→ ABOUT THIS EXERCISE:
Nothing but the pictures is dropped; write out all the remaining data below exactly.

→ MATERIAL FOR THIS TASK:
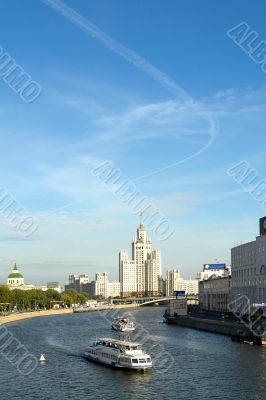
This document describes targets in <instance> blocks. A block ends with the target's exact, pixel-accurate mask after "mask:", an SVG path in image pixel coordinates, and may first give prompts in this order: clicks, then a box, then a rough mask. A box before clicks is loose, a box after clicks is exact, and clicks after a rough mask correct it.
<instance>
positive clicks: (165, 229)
mask: <svg viewBox="0 0 266 400" xmlns="http://www.w3.org/2000/svg"><path fill="white" fill-rule="evenodd" d="M91 173H92V174H93V175H94V176H96V177H97V178H98V179H100V180H101V181H102V182H104V183H105V184H106V185H107V187H108V189H109V190H110V191H111V192H112V193H113V194H114V195H115V196H116V197H117V198H118V199H119V200H120V201H121V202H122V203H124V204H125V205H127V207H128V208H129V209H130V211H131V212H132V214H135V215H140V216H141V217H142V222H143V223H145V225H146V226H147V228H149V229H150V230H151V231H153V232H154V233H155V235H157V236H158V237H159V238H160V239H161V240H167V239H169V238H170V237H171V236H172V235H173V234H174V232H175V228H174V225H173V224H172V223H171V222H170V221H169V220H168V219H167V218H166V217H165V216H164V215H163V214H162V213H161V212H160V211H159V210H158V209H157V207H156V206H154V205H153V204H151V202H150V201H149V199H148V198H147V197H146V196H144V195H143V194H142V193H141V192H140V191H138V190H137V188H136V185H135V183H134V182H133V181H132V180H131V179H128V178H125V177H123V173H122V172H121V170H120V169H118V168H116V167H115V166H114V164H113V163H112V162H111V161H105V162H103V163H102V164H101V165H99V166H97V167H95V168H93V169H92V171H91Z"/></svg>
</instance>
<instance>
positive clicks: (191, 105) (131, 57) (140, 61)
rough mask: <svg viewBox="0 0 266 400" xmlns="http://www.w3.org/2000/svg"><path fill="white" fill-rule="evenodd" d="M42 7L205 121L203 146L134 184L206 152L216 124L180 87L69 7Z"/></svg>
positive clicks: (185, 91)
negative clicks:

→ RESULT FOR THIS EXERCISE:
This document describes targets in <instance> blocks. A block ends with the target's exact, pixel-accurate mask after "mask:", an SVG path in image pixel coordinates, and may first give prompts in this order: clicks, then a box, then a rough mask. A box before clicks is loose, a box after clicks is exact, and clicks after a rough mask correct it.
<instance>
positive clicks: (165, 229)
mask: <svg viewBox="0 0 266 400" xmlns="http://www.w3.org/2000/svg"><path fill="white" fill-rule="evenodd" d="M91 173H92V174H93V175H94V176H96V177H97V178H98V179H100V180H101V181H102V182H104V183H105V184H106V185H107V187H108V189H109V190H110V191H111V192H112V193H113V194H114V195H115V196H116V197H117V198H118V199H119V200H120V201H121V202H122V203H124V204H125V205H127V207H128V208H129V209H130V211H131V212H132V214H135V215H140V216H141V217H142V222H143V223H145V225H146V226H147V228H149V229H150V230H151V231H153V232H154V233H155V235H157V236H158V237H159V238H160V239H161V240H167V239H169V238H170V237H171V236H172V235H173V234H174V232H175V228H174V225H173V224H172V223H171V222H170V221H169V220H168V219H167V218H166V217H165V216H164V215H163V214H162V213H161V212H160V211H159V210H158V209H157V207H156V206H154V205H153V204H151V202H150V201H149V199H148V198H147V197H146V196H144V195H143V194H142V193H141V192H140V191H138V190H137V188H136V185H135V183H134V182H133V181H132V180H131V179H128V178H125V177H123V173H122V172H121V170H120V169H118V168H116V167H115V166H114V164H113V163H112V162H111V161H105V162H103V163H102V164H101V165H99V166H97V167H95V168H93V169H92V171H91Z"/></svg>
</instance>
<instance>
positive clicks: (191, 105) (131, 57) (140, 61)
rough mask: <svg viewBox="0 0 266 400" xmlns="http://www.w3.org/2000/svg"><path fill="white" fill-rule="evenodd" d="M42 7L205 121L203 146L134 184L206 152L216 124L180 87L69 7Z"/></svg>
positive clicks: (185, 91)
negative clicks:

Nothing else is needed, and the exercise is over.